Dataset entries
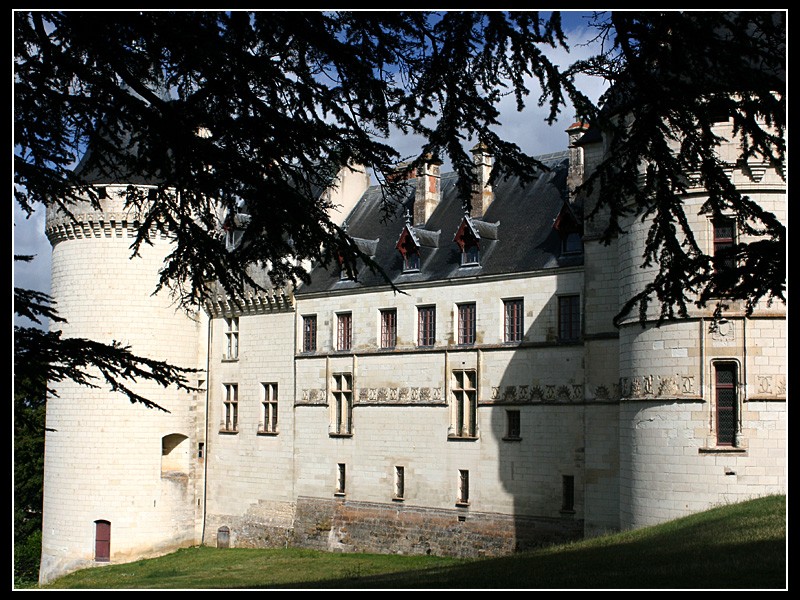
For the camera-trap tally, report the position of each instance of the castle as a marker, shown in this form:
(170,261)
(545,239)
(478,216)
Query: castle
(489,406)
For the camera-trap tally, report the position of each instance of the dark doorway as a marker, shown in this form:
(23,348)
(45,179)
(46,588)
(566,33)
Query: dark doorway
(102,541)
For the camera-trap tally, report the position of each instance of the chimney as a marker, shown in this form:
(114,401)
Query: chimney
(575,172)
(482,193)
(429,190)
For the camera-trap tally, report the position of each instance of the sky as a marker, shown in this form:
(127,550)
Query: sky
(527,129)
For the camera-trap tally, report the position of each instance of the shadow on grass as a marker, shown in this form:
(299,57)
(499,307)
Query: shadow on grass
(709,553)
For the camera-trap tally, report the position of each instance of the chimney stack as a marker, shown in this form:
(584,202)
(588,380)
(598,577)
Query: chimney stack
(482,192)
(575,171)
(429,190)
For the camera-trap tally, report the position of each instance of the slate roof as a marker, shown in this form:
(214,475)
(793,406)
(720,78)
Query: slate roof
(516,233)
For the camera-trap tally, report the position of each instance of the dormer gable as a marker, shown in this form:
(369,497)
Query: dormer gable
(569,229)
(468,240)
(408,245)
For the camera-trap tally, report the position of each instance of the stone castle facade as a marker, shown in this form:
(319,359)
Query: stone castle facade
(490,407)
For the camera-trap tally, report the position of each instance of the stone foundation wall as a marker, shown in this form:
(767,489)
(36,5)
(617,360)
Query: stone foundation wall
(341,525)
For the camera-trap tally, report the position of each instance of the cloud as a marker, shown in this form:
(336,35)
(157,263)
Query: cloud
(527,129)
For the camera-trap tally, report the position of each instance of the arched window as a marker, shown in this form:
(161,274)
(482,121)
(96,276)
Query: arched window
(174,453)
(102,541)
(727,403)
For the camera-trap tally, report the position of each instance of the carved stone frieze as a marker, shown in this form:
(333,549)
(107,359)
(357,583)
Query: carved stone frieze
(657,386)
(312,397)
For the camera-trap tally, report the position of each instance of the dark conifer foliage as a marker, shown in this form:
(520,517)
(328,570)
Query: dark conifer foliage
(284,99)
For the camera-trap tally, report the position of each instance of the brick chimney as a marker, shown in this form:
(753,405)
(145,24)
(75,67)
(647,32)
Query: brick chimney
(429,189)
(482,192)
(576,166)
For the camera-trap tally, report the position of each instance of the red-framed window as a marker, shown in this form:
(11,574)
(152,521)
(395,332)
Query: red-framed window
(513,310)
(727,403)
(724,232)
(569,318)
(426,325)
(466,323)
(344,331)
(310,333)
(388,328)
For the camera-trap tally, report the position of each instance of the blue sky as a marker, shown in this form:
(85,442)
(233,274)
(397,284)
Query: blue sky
(527,129)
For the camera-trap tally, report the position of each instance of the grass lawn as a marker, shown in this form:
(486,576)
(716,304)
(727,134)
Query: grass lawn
(737,546)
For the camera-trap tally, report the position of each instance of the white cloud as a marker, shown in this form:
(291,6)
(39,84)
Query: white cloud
(527,129)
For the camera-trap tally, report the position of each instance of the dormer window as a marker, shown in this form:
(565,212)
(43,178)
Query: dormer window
(411,262)
(571,243)
(468,240)
(471,256)
(408,246)
(345,270)
(569,230)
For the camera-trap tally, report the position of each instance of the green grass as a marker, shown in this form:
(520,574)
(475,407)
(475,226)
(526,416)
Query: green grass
(734,546)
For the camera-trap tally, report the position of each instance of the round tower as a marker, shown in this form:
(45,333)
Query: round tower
(121,481)
(703,403)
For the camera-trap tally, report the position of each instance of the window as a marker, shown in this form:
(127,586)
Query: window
(399,482)
(512,425)
(411,262)
(231,422)
(723,244)
(513,320)
(388,328)
(426,325)
(463,487)
(569,318)
(466,324)
(468,240)
(572,243)
(340,478)
(102,541)
(269,401)
(464,409)
(567,493)
(342,417)
(727,403)
(471,255)
(344,331)
(232,338)
(310,333)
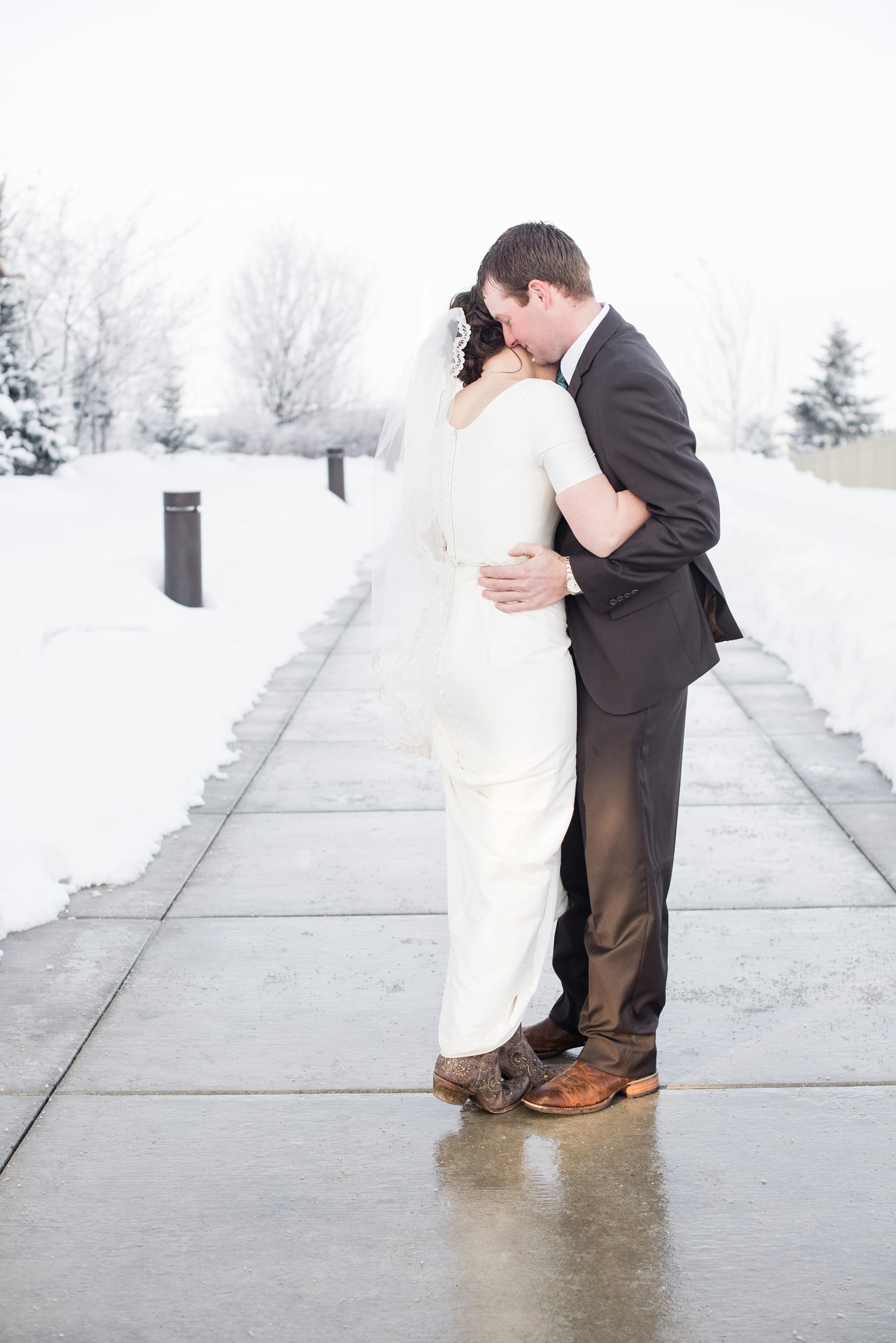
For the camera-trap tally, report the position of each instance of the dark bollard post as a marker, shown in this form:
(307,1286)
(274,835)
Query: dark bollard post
(183,550)
(336,470)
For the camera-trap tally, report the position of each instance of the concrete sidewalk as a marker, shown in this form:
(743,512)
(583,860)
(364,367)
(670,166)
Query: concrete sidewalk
(230,1064)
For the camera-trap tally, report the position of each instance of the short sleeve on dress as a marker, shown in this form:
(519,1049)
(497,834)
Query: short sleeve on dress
(561,444)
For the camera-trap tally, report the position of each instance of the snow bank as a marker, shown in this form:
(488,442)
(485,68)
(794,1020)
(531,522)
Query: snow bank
(116,704)
(811,571)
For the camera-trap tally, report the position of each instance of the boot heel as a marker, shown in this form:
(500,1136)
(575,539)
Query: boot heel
(448,1092)
(644,1086)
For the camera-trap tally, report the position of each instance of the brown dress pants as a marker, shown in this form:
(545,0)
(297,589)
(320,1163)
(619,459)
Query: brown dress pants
(611,947)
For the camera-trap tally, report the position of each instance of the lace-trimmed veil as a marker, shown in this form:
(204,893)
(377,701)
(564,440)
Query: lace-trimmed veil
(408,552)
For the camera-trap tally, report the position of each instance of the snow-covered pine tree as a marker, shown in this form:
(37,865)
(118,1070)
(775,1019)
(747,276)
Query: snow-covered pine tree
(828,412)
(168,425)
(30,444)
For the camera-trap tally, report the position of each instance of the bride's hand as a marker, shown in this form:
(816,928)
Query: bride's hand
(540,582)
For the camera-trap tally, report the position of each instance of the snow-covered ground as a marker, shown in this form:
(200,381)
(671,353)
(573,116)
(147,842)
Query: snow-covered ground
(811,572)
(114,703)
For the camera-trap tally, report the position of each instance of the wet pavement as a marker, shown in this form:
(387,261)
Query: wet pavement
(216,1098)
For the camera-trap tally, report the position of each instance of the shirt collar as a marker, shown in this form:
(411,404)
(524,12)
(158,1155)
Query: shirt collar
(573,355)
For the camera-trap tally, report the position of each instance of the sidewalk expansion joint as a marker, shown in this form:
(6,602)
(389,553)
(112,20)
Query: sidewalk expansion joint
(809,785)
(427,1091)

* [What to work on]:
The records above should be returned exactly; no image belongs in the copy.

* [The completed task]:
For the camera-trap tally, report the position of each instance of the castle as a marker, shown in this form:
(170,261)
(545,239)
(478,216)
Query: castle
(489,406)
For the camera-trap tally, report the position of each instance of the dark doorway as a marker, shown in this form:
(23,348)
(45,179)
(46,588)
(566,33)
Query: dark doorway
(102,541)
For the camera-trap tally, report the position of each instance of the chimney as a marker, shown in this form:
(114,401)
Query: chimney
(575,172)
(482,193)
(429,190)
For the camera-trap tally, report the position of each instance of the sky as a marker, shown in this form:
(127,550)
Query: sky
(527,129)
For the camera-trap tally, report the position of each instance of the shadow on grass as a marker, shown in this form:
(299,57)
(499,307)
Query: shadow on grass
(709,553)
For the camera-trap tally, report the position of each instance of the chimney stack as a marker, shown in this form:
(584,202)
(588,380)
(598,577)
Query: chimney stack
(482,192)
(575,171)
(429,190)
For the camera-trap tally, report the position of each instance of the slate roof as a marker, shown in this form:
(214,475)
(793,406)
(720,78)
Query: slate roof
(516,233)
For the camera-trap tally, report the position of each instance of the dormer gable as a marker, shown in this form:
(369,497)
Query: dormer gable
(569,229)
(468,240)
(408,245)
For the camera-trap tally, report the position of each instance of the stone castle facade as a marker, shown in this form:
(319,359)
Query: stone castle facade
(490,407)
For the camera-trap tally, report the position of each instance of the stone foundation wall as a marker, shown in this form:
(767,489)
(36,5)
(617,360)
Query: stone foundation wall
(341,525)
For the camera-trap tally, report the position of each instance of the cloud as a marker, shown in this form:
(336,35)
(157,263)
Query: cloud
(527,129)
For the camera-trap tally, report the position of each instance of the arched window as a marker, shown in this form:
(161,274)
(482,121)
(96,276)
Query: arched window
(174,453)
(102,541)
(727,403)
For the camera-trap tally, report the position of each instance of the carved stone frieze as a marker, shown in this form:
(333,549)
(107,359)
(357,583)
Query: carved stone frieze
(657,386)
(312,397)
For the camera-trap tally, report the position of each instance of the dark conifer foliage as a marker, shown in this form:
(520,517)
(328,570)
Query: dark conifer foliage
(284,99)
For the camera-trap tally, report the position of each instance of the brick chimney as a marker, shown in this form:
(753,405)
(145,24)
(75,67)
(647,32)
Query: brick chimney
(429,189)
(482,192)
(576,166)
For the camera-trap tally, report the position of each instance of the red-framed window as a marker, shown in this form:
(11,574)
(152,521)
(395,332)
Query: red-framed window
(513,310)
(727,403)
(724,232)
(569,318)
(426,325)
(466,323)
(344,331)
(310,333)
(388,328)
For the camera-trap tally, report the position of each instance of the blue sky as a marker, shown in this form:
(85,442)
(233,274)
(397,284)
Query: blue sky
(527,129)
For the camera-trap tally, report the position of each instance of the grass lawn as a marker, shown in this form:
(486,576)
(716,304)
(727,134)
Query: grass lawn
(737,546)
For the camera-trap tally, report the position of each instance of the white cloud as a marker, shown in this form:
(291,6)
(39,84)
Query: white cloud
(527,129)
For the camera-trap tally, report the position of each instance of the dormer window as a marker, shown in this form:
(565,212)
(43,178)
Query: dormer window
(411,262)
(571,243)
(468,240)
(471,256)
(408,246)
(345,270)
(569,230)
For the camera-trap tally, report the position of each instance of the green grass as a marker, shown in this form:
(520,574)
(475,407)
(475,226)
(526,416)
Query: green grass
(734,546)
For the camera-trap tally, report the position of each instance of the round tower as a marker, shown in this form:
(45,333)
Query: round tower
(121,481)
(703,403)
For the camera-trap tally, report the position of each instance of the window as a marker, shown in this form:
(127,586)
Query: window
(399,482)
(512,425)
(411,262)
(231,422)
(723,244)
(513,320)
(388,328)
(426,325)
(463,487)
(569,318)
(466,324)
(468,240)
(572,243)
(340,478)
(102,541)
(269,401)
(464,409)
(567,493)
(342,417)
(727,403)
(471,255)
(344,331)
(232,338)
(310,333)
For the camera-trap tally, report the position of each instance of the dark bollard post as a marker, shown in this form:
(307,1286)
(274,835)
Query: dark bollard post
(183,550)
(336,470)
For the camera-trap tally, report the position of each instance of the concrete sidewalk as a marker, shown in this form:
(743,512)
(583,860)
(364,367)
(670,166)
Query: concrete sidewalk
(230,1064)
For the camera-trap tally, report the position of each instance of the short sleeve on dress as a marker, shown in this form:
(519,1049)
(497,834)
Query: short sleeve on dress
(561,444)
For the camera-trap tally, report the position of each instance of the snow bank as a marker, shown in this form:
(488,442)
(485,68)
(794,1020)
(531,522)
Query: snow bank
(116,704)
(811,571)
For the camera-trap tally, report the position of each instance of the boot heel as a marker, shown in this form:
(500,1136)
(575,539)
Query: boot heel
(448,1092)
(644,1086)
For the camera-trap tally, report the position of each instance of the brown dress pants as a marker, shown in this form:
(545,0)
(297,589)
(320,1163)
(619,459)
Query: brown dress pants
(611,947)
For the camera-trap tally, report the position of each instance of the lace-trimmed veil as a marker, shown in this form:
(204,893)
(377,701)
(564,440)
Query: lace-trimmed veil
(408,552)
For the camera-trap tally, report the position of each instance of the snow-covered pine tree as a marker, shown in this form:
(37,865)
(118,1070)
(775,1019)
(747,276)
Query: snow-covered pine tree
(828,412)
(168,425)
(30,444)
For the camera-trap tally, report the position of each instance of the bride's hand as a marker, shown in this form:
(816,928)
Query: bride's hand
(540,582)
For the camera-trap tally, report the position of each instance of the snow-covered ground as a marker, shown in this form:
(200,381)
(671,353)
(573,116)
(147,842)
Query: snow-covered ground
(811,572)
(114,703)
For the camera-trap tally, report the position of each instance of the wet pavement as a marker, shown in this form:
(387,261)
Query: wet pavement
(216,1098)
For the camera-trap tally, report the position of each instance of the shirt collar as a marker, shown in this form:
(411,404)
(524,12)
(158,1155)
Query: shirt collar
(573,355)
For the camera-trap tally, report the position of each instance of the sidewalk expansion joint as a marker, shown in this form:
(6,602)
(389,553)
(112,20)
Query: sidewalk expansion joint
(809,785)
(427,1091)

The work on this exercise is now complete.